■ TEXTAUSZUG ■
--------------------
Analyse und Interpretation von Friedrich Schillers "Der Handschuh"


Hausarbeit (Hauptseminar), 2009

15 Seiten, Note: 11


Leseprobe


Einleitung

In der folgenden Arbeit werde ich Friedrich Schillers Ballade „Der Handschuh“ (1797) unter Berücksichtigung unterschiedlicher Aspekte formal und inhaltlich analysieren.

1. Handlungsabfolge und Strophenform

König Franz und die Hofgesellschaft sind die Zuschauer des erwarteten Kampf-Spiels im Löwengarten (1. Strophe, Vers 1-6). Mit seinem Handzeichen treten die Spieler auf die Bühne (2-4. Strophe, Vers 7-43): Beim ersten kommt ein Löwe sich streckend und legt sich nieder (2. Strophe, Vers 7-16). Beim zweiten rennt ein Tiger aus dem Tor, wild mit Gebrüll umkreist er den Löwen (3. Strophe, Vers 17-32). Mit dem letzen Zeichen stürzen zwei Leoparden aus dem Zwinger auf den Tiger. Stille bringt der Löwe (4. Strophe, Vers 33-43).

Und der Augenblick: Das Fräulein Kunigunde lässt ihren Handschuh zwischen die Raubtiere fallen (5. Strophe, Vers 44-47). Verspottend verlangt sie von Ritter Delorges den Handschuh als Liebesbeweis zurückzubringen (6. Strophe, Vers 48-52). Unbekümmert und kühn läuft er zwischen die Tiere und vollbringt die Probe (7. Strophe, Vers 53-57). Das Publikum bewundert ihn, Kunigunde blickt lieblich und glückverheißend. Dagegen wirft er ihr den Handschuh ins Gesicht und beendet das Schauspiel, indem er die Dame verlässt (8. Strophe, Vers 58-67).

2. Form/Metrische Ebene/ Wortebene

2.1. Gedichtform: Ballade

Schiller selbst bezeichnet sein Gedicht nicht als Ballade, sondern als eine Erzählung.[1] Was zeichnet aber „Den Handschuh“ als eine Ballade aus? Liepach Martin gibt folgende Definition: „Die Ballade war ursprünglich ein Tanzlied im italienisch-provenzalischen Raum. Im 14./15. Jahrhundert entwickelte sich in Frankreich eine strenge lyrische Form. Die in England verbreitete volkstümlich-epische Liedform („ballad") wurde im letzten Viertel des 18. Jahrhunderts in Deutschland übernommen. Inhalt der Ballade ist meist ein ungewöhnliches, geheimnisvolles, oft tragisches Geschehen aus Geschichte, Sage und Mythos, das, häufig durch Rede und Gegenrede verschärft, neben dem episch erzählenden Anteil und der lyrischen Gestimmtheit auch dramatische Elemente enthält. Strophenform und Versmaß wechseln.“[2]

In „Der Handschuh“ ist außer dem variierendem Vers- und Strophenbau und dem wechselnden Versmaß auch der Syntax anders als in Erzählungen. Durch Parataxen, Inversionen und andere Stilmittel (siehe 3.2. Rhetorik: Satzfiguren) erlangt die Ballade „hohe stilistische Raffinesse“. Ergänzt durch die Anordnungen der Verse und Strophen erwächst „emotionale Wirkungsintensität“ (siehe 3.1. Organisiertheit von Sätzen).
--------------------
■ TEILAUFGABEN ■
**A)** Drucke aus dem Textauszug zu Schillers „Der Handschuh“ die Stelle ab, die mit „Analyse und Interpretation“ beginnt und mit „und inhaltlich analysieren.“ endet.
**B)** Beantworte anhand des Textauszugs zu Schillers „Der Handschuh“ die folgenden Fragen:
(i) In welchem Jahr entstand die Ballade laut Einleitung?
(ii) Als was bezeichnet Schiller sein Gedicht selbst?
(iii) Welche Tiere stürzen beim letzten Zeichen aus dem Zwinger?
**C)** Fasse den Absatz des Textauszugs zu Schillers „Der Handschuh“, der mit „Und der Augenblick: Das Fräulein Kunigunde“ beginnt, als Liste zusammen. Die wesentlichen Angaben müssen erhalten bleiben.

■ VORLIEGENDES MATERIAL ■
--------------------
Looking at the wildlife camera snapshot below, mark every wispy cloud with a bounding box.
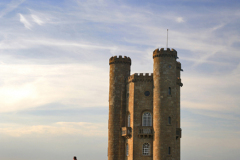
--------------------
■ ERGEBNISSE JE AUFGABE ■
**A)**
Analyse und Interpretation von Friedrich Schillers "Der Handschuh"


Hausarbeit (Hauptseminar), 2009

15 Seiten, Note: 11


Leseprobe


Einleitung

In der folgenden Arbeit werde ich Friedrich Schillers Ballade „Der Handschuh“ (1797) unter Berücksichtigung unterschiedlicher Aspekte formal und inhaltlich analysieren.

**B)**
(i) 1797
(ii) Als eine Erzählung
(iii) Zwei Leoparden

**C)**
- Fräulein Kunigunde lässt ihren Handschuh zwischen die Raubtiere fallen (5. Strophe, Vers 44–47).
- Spöttisch verlangt sie von Ritter Delorges, den Handschuh als Liebesbeweis zurückzubringen (6. Strophe, Vers 48–52).
- Unbekümmert und kühn läuft er zwischen die Tiere und besteht die Probe (7. Strophe, Vers 53–57).
- Das Publikum bewundert ihn, und Kunigunde blickt lieblich und glückverheißend. Er aber wirft ihr den Handschuh ins Gesicht, verlässt die Dame und beendet so das Schauspiel (8. Strophe, Vers 58–67).